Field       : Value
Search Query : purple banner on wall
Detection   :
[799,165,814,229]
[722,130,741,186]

************

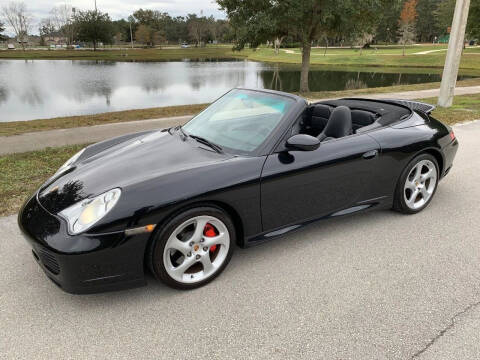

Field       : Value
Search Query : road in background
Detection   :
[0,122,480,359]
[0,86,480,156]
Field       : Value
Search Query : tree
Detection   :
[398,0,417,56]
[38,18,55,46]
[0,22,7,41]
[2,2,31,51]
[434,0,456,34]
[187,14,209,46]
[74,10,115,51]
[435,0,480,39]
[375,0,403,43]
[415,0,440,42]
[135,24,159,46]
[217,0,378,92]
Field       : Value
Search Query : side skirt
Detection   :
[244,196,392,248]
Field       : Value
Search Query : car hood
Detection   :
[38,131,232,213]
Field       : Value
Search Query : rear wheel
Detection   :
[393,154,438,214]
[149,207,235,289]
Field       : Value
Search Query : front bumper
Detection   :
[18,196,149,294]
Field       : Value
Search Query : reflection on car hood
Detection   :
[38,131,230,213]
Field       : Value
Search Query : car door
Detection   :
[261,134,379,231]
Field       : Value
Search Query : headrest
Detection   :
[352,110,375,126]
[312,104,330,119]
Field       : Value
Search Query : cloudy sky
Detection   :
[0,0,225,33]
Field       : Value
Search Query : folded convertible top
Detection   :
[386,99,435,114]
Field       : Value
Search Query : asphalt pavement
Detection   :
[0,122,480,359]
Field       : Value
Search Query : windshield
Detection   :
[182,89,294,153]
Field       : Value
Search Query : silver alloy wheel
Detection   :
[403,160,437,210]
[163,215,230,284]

************

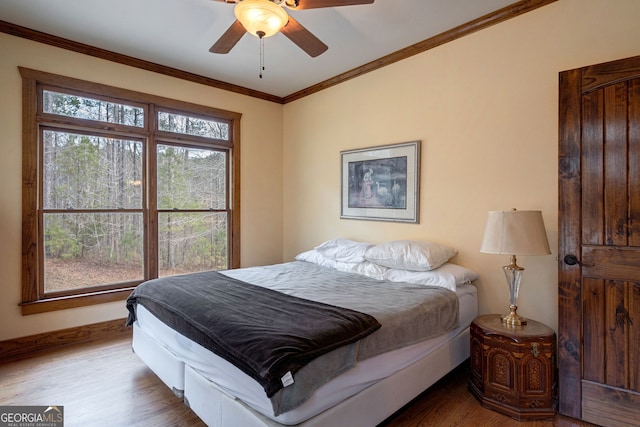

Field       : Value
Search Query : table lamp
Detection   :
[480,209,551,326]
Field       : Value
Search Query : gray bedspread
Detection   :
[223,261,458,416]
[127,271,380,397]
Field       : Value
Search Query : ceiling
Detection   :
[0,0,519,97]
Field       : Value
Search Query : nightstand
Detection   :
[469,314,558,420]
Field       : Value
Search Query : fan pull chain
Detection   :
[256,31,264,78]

************

» Aim of the exercise:
Count the rows above that contain the string "hood". Reply with the number alone.

» Solution to the problem:
2